### Set exercise
Each entry below should be returned exactly as is, with the pictures removed.

### Records shown
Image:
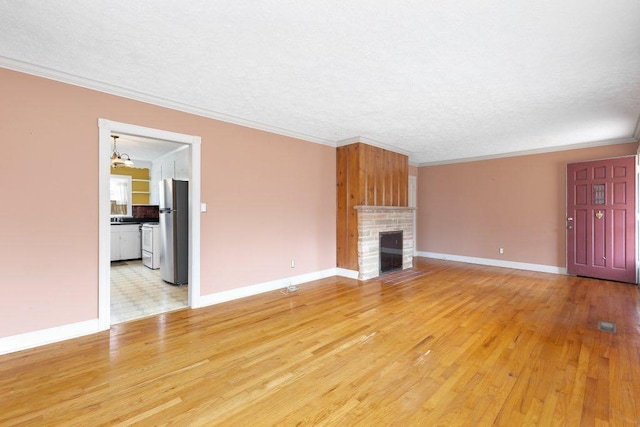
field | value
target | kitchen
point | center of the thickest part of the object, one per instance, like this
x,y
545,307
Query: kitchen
x,y
149,228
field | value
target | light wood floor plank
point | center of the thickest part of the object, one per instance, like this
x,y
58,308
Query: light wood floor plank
x,y
459,345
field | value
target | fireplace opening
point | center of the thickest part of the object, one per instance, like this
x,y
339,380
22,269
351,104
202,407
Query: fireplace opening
x,y
390,251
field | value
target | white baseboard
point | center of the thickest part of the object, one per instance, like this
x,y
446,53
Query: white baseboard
x,y
47,336
60,333
247,291
343,272
496,263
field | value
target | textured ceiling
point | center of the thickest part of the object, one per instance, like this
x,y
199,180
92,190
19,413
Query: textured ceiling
x,y
438,80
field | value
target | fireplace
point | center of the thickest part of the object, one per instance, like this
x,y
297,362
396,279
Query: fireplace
x,y
374,223
390,251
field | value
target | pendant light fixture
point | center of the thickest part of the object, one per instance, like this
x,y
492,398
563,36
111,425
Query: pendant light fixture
x,y
119,160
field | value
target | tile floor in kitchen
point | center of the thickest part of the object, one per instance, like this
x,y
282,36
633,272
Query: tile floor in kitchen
x,y
138,291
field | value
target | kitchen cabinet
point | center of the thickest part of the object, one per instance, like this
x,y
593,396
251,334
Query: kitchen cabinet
x,y
125,242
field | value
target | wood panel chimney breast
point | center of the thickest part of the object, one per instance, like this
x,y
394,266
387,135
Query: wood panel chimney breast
x,y
366,176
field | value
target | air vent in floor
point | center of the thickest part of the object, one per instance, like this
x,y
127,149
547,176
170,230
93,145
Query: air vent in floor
x,y
607,326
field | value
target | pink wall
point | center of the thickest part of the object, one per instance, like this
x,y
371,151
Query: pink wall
x,y
517,203
270,199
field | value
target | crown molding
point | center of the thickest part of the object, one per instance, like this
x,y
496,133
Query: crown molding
x,y
63,77
534,151
372,142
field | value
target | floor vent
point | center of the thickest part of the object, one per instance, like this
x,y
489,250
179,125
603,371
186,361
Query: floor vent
x,y
607,326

### The result
Image:
field | value
target | kitchen
point | center of the thickest part of the object, one per instance, like this
x,y
545,307
Query: kitchen
x,y
149,228
field | value
target | light wood floor plank
point | center of the thickest part of the object, one per instance, like this
x,y
58,308
Query: light wood floor plank
x,y
459,345
field | value
target | fireplace opening
point | center of the thickest part of the object, one per instance, like this
x,y
339,380
22,269
351,104
202,407
Query: fireplace opening
x,y
390,251
field | value
target | white baseboard
point | center of the thickest part of the object, one per instance, like this
x,y
446,53
Query: white baseboard
x,y
47,336
60,333
247,291
343,272
496,263
field | value
target | textured ceiling
point | center of the thickest part of the object, one per instance, like this
x,y
199,180
92,190
19,413
Query: textured ceiling
x,y
438,80
field | value
target | fireplace
point | center of the thickest part of the object, one per instance, like this
x,y
297,362
396,279
Query: fireplace
x,y
374,223
390,251
field | value
target | pendant light fixture
point | center of the thickest part of the object, one per instance, like this
x,y
492,398
563,36
111,425
Query: pendant light fixture
x,y
119,160
field | value
target | tile floor in kitchen
point | center of the thickest part of the object, one per instance, like this
x,y
282,36
633,272
Query: tile floor in kitchen
x,y
138,291
field | value
target | kitchen cabinet
point | center of the thickest part of the object, one per instance, like this
x,y
593,396
251,334
Query: kitchen cabinet
x,y
125,242
field | value
target | wood panel chimney breast
point | center of the thickest part of the object, one per instance, like this
x,y
394,266
387,135
Query: wood panel chimney breast
x,y
366,176
field | value
target | air vent in floor
point | center of the thickest part of the object, one per instance, like this
x,y
127,149
547,176
170,230
93,145
Query: air vent in floor
x,y
607,326
field | value
target | pink wall
point | center of the thickest part of the object, one per instance, like this
x,y
371,151
Query: pink wall
x,y
517,203
270,199
field | value
target | crown molding
point | center of the thickest part of the object, one per instance, like this
x,y
496,133
Query: crown molding
x,y
63,77
534,151
372,142
field | value
target | floor vent
point | center of the thickest part of the object, one per instance, like this
x,y
489,250
179,125
603,371
186,361
Query: floor vent
x,y
607,326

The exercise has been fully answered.